--- Trecho fornecido ---

Em vez disso, com todos os riscos que essa decisão poderia implicar, preferiu não abandonar a luta e optou por continuar ao lado dos velhos e novos companheiros no seu país. Como tudo na vida, especialmente em situações limites como aquela, pagou o seu preço. O desfecho dessa história todos sabemos: ao ser atraído por uma emboscada, montada por um dos símbolos mais infames da ditadura a serviço do grande capital, o facínora do delegado Sérgio Paranhos Freyre, Marighella foi trucidado na fatídica noite de 04 de novembro de 1969, em pleno centro da cidade São Paulo, na Alameda Casa Branca. Entre trágico episódio e hoje, exatos 52 anos se passaram. Quais lições podemos tirar dessa história, com seus altos e baixos?
Uma coisa é certa: Marighella foi maior que os seus erros. Ao contrário de seus algozes, ele sobreviveu à sua própria morte e seu legado só fez crescer com o tempo. Prova disso é que ele continua a incomodar as classes dominantes e seus lacaios neoliberais fascistizantes de plantão. Aqui, pela simbologia, um exemplo basta: o ator, e agora cineasta Wagner Moura, padeceu por dois longos anos para, finalmente, conseguir exibir, para o grande público, o filme que fez sobre nosso personagem. Obra que, diga-se de passagem, apresenta problemas de conteúdo e forma, mas que só pelo fato de carregar no título o nome do inimigo público de todas as ditaduras burguesas, abertas ou dissimuladas, instalou o pavor nas hordas bolsonaristas.

---

» Problema A:
Segundo o trecho sobre Marighella, por que o filme de Wagner Moura instalou o pavor nas hordas bolsonaristas?
» Problema B:
Diga se cada afirmação concorda com o trecho sobre Marighella: (i) Marighella foi morto em 4 de novembro de 1969, na Alameda Casa Branca; (ii) o filme de Wagner Moura não apresenta problemas; (iii) Wagner Moura levou dois anos para conseguir exibir o filme ao grande público.
» Problema C:
Transcreva do trecho sobre Marighella a parte que vai de "Em vez disso, com" até "altos e baixos?".

--- Dados fornecidos ---

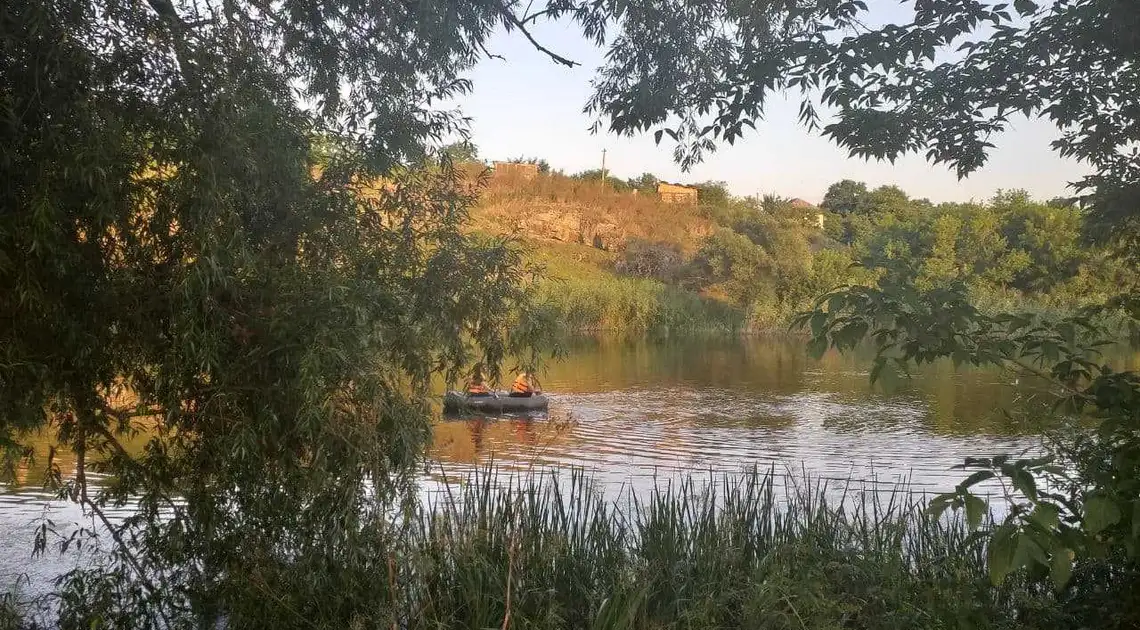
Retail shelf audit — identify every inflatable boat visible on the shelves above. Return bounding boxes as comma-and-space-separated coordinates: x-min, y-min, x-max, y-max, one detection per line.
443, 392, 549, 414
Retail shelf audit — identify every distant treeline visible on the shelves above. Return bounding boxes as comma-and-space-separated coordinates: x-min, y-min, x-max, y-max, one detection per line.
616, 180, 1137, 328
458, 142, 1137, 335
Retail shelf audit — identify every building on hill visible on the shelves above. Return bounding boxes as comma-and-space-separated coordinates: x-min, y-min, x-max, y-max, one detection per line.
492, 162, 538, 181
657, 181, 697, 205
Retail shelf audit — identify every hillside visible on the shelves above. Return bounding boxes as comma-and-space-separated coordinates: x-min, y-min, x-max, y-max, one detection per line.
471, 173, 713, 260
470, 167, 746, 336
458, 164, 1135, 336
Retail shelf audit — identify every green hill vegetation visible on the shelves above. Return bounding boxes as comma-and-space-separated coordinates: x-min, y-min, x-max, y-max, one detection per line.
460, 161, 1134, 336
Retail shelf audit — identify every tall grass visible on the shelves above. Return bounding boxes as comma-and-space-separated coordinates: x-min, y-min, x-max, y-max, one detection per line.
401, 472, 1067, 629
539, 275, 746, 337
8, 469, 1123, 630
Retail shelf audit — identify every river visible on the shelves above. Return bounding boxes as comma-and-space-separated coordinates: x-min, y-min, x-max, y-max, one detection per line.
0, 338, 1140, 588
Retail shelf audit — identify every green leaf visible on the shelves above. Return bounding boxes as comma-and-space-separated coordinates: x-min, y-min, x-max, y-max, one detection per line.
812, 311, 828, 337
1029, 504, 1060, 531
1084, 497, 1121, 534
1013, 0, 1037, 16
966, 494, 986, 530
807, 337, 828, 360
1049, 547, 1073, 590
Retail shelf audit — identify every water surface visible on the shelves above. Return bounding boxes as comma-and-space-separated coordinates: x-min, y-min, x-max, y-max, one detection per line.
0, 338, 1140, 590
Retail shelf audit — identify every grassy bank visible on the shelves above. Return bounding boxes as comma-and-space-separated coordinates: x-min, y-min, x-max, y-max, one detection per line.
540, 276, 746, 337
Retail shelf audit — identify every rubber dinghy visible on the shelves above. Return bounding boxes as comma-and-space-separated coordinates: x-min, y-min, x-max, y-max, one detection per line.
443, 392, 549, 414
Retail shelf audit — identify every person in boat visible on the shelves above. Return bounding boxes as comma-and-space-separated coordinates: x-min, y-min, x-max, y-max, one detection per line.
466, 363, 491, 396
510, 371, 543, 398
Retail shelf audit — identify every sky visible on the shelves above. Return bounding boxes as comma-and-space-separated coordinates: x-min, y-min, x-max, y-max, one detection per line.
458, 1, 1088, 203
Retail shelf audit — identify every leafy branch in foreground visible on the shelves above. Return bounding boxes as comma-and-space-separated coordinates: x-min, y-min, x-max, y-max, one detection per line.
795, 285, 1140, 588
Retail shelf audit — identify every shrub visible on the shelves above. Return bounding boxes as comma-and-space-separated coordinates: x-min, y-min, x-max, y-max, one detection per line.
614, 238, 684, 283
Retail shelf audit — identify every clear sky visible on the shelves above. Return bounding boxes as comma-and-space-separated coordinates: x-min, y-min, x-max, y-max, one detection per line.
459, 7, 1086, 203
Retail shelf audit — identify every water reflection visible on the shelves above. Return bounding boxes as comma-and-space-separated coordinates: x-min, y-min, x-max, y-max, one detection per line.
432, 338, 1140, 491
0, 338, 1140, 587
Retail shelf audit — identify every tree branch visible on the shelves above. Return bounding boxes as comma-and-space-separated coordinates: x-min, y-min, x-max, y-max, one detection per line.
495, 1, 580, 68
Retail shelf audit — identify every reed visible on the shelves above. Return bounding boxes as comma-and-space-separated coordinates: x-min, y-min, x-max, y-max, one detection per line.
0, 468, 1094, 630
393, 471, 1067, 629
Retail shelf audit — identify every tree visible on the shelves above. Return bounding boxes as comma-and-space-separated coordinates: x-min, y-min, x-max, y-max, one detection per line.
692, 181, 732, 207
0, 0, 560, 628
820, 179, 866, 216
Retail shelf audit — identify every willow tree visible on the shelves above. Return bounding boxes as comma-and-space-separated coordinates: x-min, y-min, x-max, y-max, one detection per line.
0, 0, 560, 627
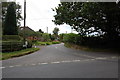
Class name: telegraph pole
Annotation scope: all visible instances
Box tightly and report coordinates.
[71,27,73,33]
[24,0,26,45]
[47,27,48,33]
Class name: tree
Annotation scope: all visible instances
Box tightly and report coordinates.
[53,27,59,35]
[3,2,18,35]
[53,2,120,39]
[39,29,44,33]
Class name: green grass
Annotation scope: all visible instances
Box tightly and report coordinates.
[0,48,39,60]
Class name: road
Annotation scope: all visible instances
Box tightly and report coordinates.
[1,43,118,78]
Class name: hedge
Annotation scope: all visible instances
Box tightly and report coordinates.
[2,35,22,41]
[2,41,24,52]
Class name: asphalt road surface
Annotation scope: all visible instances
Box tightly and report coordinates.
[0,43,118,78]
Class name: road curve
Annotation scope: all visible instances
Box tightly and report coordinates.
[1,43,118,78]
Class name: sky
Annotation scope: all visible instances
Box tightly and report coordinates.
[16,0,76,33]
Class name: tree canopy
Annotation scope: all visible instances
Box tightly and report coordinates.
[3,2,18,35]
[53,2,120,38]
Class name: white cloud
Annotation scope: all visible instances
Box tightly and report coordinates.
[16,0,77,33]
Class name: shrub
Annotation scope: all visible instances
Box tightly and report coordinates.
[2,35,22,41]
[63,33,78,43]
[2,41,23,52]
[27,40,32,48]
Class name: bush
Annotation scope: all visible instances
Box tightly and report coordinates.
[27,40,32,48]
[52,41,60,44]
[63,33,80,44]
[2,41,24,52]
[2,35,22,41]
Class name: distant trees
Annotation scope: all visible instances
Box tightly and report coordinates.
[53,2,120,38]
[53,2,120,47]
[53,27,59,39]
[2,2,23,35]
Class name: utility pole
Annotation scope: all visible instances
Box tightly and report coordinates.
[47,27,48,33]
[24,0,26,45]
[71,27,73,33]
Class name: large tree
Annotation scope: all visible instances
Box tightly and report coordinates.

---

» Resposta da tarefa A:
Porque carrega no título o nome de Marighella, o inimigo público de todas as ditaduras burguesas, abertas ou dissimuladas. O trecho diz que só esse fato bastou para causar o pavor, apesar dos problemas de conteúdo e forma da obra.

» Resposta da tarefa B:
(i) Sim: "Marighella foi trucidado na fatídica noite de 04 de novembro de 1969, em pleno centro da cidade São Paulo, na Alameda Casa Branca".
(ii) Não: "apresenta problemas de conteúdo e forma".
(iii) Sim: "padeceu por dois longos anos para, finalmente, conseguir exibir, para o grande público, o filme que fez sobre nosso personagem".

» Resposta da tarefa C:
Em vez disso, com todos os riscos que essa decisão poderia implicar, preferiu não abandonar a luta e optou por continuar ao lado dos velhos e novos companheiros no seu país. Como tudo na vida, especialmente em situações limites como aquela, pagou o seu preço. O desfecho dessa história todos sabemos: ao ser atraído por uma emboscada, montada por um dos símbolos mais infames da ditadura a serviço do grande capital, o facínora do delegado Sérgio Paranhos Freyre, Marighella foi trucidado na fatídica noite de 04 de novembro de 1969, em pleno centro da cidade São Paulo, na Alameda Casa Branca. Entre trágico episódio e hoje, exatos 52 anos se passaram. Quais lições podemos tirar dessa história, com seus altos e baixos?